Problem statement =>
Pull out every line of the material below, word for word, starting with the line that contains "Label each instance of the sandy" and running through the end of the material.

○ ○ ○

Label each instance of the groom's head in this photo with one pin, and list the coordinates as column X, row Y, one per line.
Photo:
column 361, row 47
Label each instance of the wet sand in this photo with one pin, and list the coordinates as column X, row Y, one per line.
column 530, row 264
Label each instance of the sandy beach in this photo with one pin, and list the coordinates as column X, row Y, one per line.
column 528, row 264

○ ○ ○

Reply to the exercise =>
Label each instance of the sandy beach in this photo with one pin, and list the coordinates as column X, row Y, one per line.
column 528, row 264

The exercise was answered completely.